# What the task asks:
Output the data from the line containing "ridgeline. Return only the coordinates." through the end of the data as a JSON list of strings, one string per line, with blank lines left out. Omit the pictures from your answer.

# The records:
+ + + + +

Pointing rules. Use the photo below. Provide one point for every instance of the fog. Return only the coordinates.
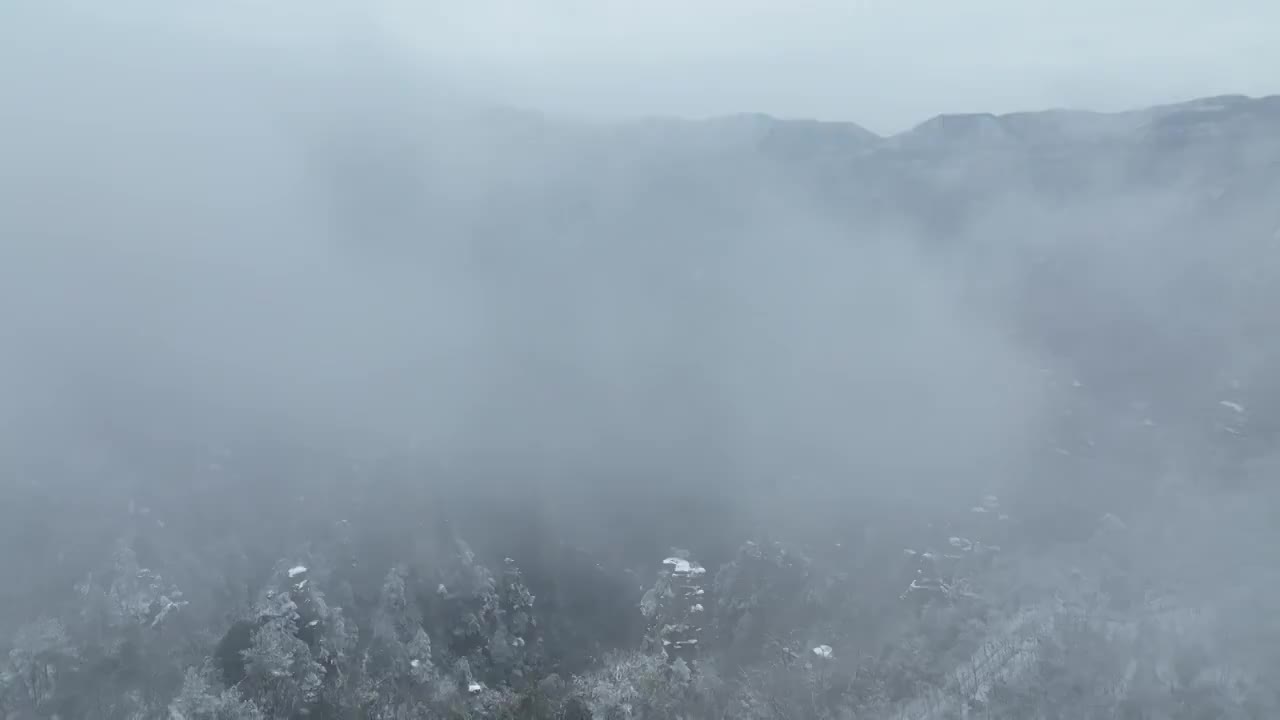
(284, 290)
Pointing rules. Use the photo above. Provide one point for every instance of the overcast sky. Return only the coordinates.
(886, 64)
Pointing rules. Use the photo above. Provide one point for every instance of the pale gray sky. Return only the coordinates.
(886, 64)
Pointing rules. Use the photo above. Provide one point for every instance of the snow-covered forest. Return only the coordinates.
(329, 393)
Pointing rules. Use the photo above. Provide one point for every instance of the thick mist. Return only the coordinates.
(201, 242)
(277, 302)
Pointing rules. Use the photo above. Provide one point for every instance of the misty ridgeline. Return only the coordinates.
(330, 393)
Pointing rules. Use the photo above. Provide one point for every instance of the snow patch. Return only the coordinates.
(684, 566)
(1235, 406)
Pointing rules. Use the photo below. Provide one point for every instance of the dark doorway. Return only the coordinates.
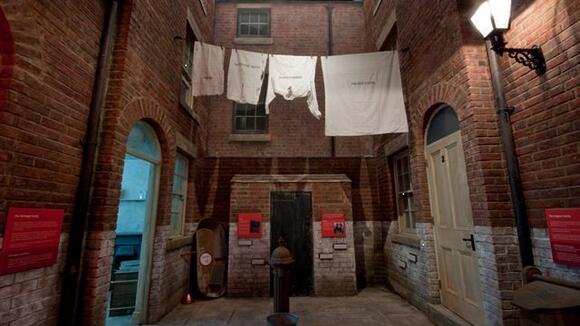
(292, 220)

+ + + + +

# Response:
[
  "Pointing rules. Use the photo above. Provide one point for every instance of the misty ridgeline. Return only the coordinates.",
  "(330, 393)",
  "Pointing rules. Use the photo above. Provide one point for every instance of the snow patch. Return only the coordinates.",
  "(684, 566)",
  "(1235, 406)",
  "Pointing rules. Use the photo below. Provide one point for every instance of the dark doorway. Return only the coordinates.",
  "(292, 220)"
]